Can you write out all of the material below, word for word?

Dataset records about object locations:
>> START

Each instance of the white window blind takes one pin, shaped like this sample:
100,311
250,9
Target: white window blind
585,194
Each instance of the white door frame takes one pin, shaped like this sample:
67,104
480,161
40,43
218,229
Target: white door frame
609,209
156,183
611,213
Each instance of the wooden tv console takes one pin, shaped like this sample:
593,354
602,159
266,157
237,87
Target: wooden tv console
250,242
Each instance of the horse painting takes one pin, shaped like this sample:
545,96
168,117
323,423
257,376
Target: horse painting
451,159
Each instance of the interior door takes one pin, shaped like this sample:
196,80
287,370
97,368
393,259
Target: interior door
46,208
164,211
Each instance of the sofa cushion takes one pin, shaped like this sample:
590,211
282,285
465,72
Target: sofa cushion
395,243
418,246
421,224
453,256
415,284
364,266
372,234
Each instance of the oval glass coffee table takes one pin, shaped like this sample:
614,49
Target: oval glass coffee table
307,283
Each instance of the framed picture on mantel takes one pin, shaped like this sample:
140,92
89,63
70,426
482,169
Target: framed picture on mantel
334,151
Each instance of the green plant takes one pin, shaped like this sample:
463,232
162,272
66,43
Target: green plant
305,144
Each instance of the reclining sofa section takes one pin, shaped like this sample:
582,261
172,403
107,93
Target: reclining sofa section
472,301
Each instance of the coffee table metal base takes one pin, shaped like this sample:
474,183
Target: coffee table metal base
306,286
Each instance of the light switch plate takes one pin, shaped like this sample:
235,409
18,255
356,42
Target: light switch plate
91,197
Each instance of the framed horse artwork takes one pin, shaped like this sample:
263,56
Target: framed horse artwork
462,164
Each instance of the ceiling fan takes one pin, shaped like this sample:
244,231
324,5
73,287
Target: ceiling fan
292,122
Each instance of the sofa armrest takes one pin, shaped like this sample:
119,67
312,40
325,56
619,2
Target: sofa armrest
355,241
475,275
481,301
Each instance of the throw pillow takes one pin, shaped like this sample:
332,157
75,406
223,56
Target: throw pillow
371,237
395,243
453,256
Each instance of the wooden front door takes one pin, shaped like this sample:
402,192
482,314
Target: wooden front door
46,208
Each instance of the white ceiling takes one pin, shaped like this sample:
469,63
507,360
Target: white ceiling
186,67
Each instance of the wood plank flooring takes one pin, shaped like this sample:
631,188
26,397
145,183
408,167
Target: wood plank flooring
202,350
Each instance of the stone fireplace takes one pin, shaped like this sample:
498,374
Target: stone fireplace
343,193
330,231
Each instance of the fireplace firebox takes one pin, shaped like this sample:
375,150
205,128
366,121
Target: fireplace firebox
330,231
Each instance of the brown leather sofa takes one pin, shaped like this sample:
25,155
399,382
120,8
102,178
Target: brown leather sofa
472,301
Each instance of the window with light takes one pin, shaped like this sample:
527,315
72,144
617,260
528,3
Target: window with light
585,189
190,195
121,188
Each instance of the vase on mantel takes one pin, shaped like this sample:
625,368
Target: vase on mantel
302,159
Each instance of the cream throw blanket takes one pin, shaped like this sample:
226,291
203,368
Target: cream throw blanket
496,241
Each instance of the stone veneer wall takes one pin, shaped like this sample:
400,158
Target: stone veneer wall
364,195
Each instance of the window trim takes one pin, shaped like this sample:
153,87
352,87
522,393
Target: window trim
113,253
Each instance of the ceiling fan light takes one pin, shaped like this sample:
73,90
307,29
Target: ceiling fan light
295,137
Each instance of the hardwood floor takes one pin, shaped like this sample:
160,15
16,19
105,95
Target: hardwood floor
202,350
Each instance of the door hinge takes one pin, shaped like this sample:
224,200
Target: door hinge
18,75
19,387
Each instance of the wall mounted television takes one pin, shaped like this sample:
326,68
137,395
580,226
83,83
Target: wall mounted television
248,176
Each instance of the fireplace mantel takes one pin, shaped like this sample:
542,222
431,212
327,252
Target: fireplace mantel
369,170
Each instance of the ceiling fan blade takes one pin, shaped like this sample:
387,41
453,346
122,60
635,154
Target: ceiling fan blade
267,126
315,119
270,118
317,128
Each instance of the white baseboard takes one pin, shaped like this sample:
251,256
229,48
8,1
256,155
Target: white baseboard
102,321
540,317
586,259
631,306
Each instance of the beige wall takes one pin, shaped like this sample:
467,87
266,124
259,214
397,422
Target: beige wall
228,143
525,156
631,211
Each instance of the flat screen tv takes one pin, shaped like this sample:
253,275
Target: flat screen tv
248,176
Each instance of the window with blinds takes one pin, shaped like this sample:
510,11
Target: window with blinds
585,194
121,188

>> END

Response:
Each instance of the white window blind takes one pin, shaped like this sample:
100,311
250,9
Target: white window blind
585,194
Each instance of the white door frame takes one pin, shaped like this sample:
67,104
480,161
40,43
218,229
Target: white door frame
609,209
156,183
611,213
Each instance of the wooden tv console takes one pin, shaped like this sample:
593,354
602,159
266,157
237,87
Target: wooden tv console
250,242
Each instance of the horse painting takes one pin, shaped like this sample:
545,96
168,117
323,423
257,376
Target: horse painting
451,159
Each instance of the interior door takes one pin, shaped like this sample:
196,80
287,370
97,368
393,259
Target: interior door
46,208
164,211
Each instance of the sofa cushion takes one pin, shaped like this sample:
590,211
282,285
465,72
Target: sofa cushion
395,243
418,246
421,224
453,256
415,284
364,266
372,234
Each instance of the oval glass coffee table takes one pin, shaped like this sample:
614,49
Target: oval glass coffee table
307,283
Each instance of the framed picture on mantel takes one pin, shaped like this sample:
140,92
89,63
70,426
482,169
Target: framed picture on mantel
334,151
Each instance of the green plant takes one pin, shaped like this sample:
463,232
162,272
66,43
Target: green plant
305,144
Each instance of the reclining sofa section takes one pin, shaped like this sample:
582,261
172,403
107,93
Target: reclining sofa section
472,301
Each instance of the coffee table metal base takes one pin, shaped like this sample:
474,183
Target: coffee table metal base
306,286
Each instance of the light switch plate takes one pin, shaped like this sample:
235,409
18,255
356,42
Target: light switch plate
91,197
Each instance of the framed horse artwork takes one pin, shaped like this sample:
263,56
Target: framed horse artwork
462,164
Each instance of the ceiling fan takes one pin, shaped like this sample:
244,231
324,5
73,287
Target: ceiling fan
292,122
Each instance of the sofa armrest takes one pin, shaped like this sample:
119,67
312,40
325,56
619,2
Target: sofa armrest
355,241
475,275
481,301
Each instance of the throw pillow takes one pin, shaped like this sample:
332,157
75,406
223,56
Target: throw pillow
371,237
395,243
453,256
Each instance of the wooden front door takes one pin, shaped like this sample:
402,192
482,314
Target: wooden front door
46,208
Each instance of the white ceiling takes one pin, shaped like this sample:
469,63
507,360
Target: white ceiling
186,67
Each instance of the wood plank flooring takes one pin, shaped like this sample:
631,188
26,397
145,183
408,167
Target: wood plank flooring
202,350
Each instance of the stone fireplace takes one pin, shaped like this sample:
498,374
Target: stone fireplace
343,193
330,231
Each instance of the fireplace firebox takes one pin, shaped like this sample:
375,150
205,128
366,121
Target: fireplace firebox
330,231
Each instance of the brown leather sofa takes one pin, shaped like this sample:
25,155
399,382
120,8
102,178
Target: brown leather sofa
472,301
Each instance of the window with light takes one pin, shaped like this sample:
527,315
72,144
617,260
528,3
Target: window with light
585,189
190,195
121,188
Each instance of the vase on mantel takes one pin, shaped like this sample:
625,368
Target: vase on mantel
302,159
Each instance of the cream throw blanket takes one pin, shaped like this sample:
226,291
203,368
Target: cream throw blanket
496,241
Each instance of the stone veneer wall takes one pin, shaped like this sample:
400,158
Target: stone veneer wall
364,195
Each instance of the window trim takes one pin, shaped like this sample:
153,87
352,87
522,393
Target: window trim
113,253
Each instance of the ceiling fan light takes one pin, shaped like this sample:
73,90
307,29
Target: ceiling fan light
295,137
Each instance of the hardwood floor takes one pin, shaped like this sample:
160,15
16,19
105,95
Target: hardwood floor
202,350
Each instance of the door hinge takes one pin, shaped like this sample:
224,200
Target: door hinge
18,75
19,387
Each instance of the wall mounted television takes one pin, shaped like this sample:
326,68
137,395
580,226
83,83
Target: wall mounted television
248,176
Each instance of the fireplace mantel takes one pin, shaped like this sample:
542,222
431,212
327,252
Target: fireplace mantel
369,170
Each instance of the ceiling fan blade takes one pin, shaped like this sample:
387,41
453,346
122,60
635,154
Target: ceiling fan blade
267,126
315,119
270,118
317,128
Each instance of the white baseboard takes one pin, shaped like this sample:
251,256
229,48
8,1
256,155
Target: white baseboard
102,321
540,317
586,259
631,306
Each instance of the beige wall takes one pin, shaped like this sample:
467,87
266,124
259,214
397,422
Target: beige wall
228,143
525,156
631,211
Each instance of the flat screen tv takes one pin, shaped like this sample:
253,275
Target: flat screen tv
248,176
Each instance of the window with blinds takes one pin, shaped like this sample:
510,11
Target: window with blinds
585,194
121,188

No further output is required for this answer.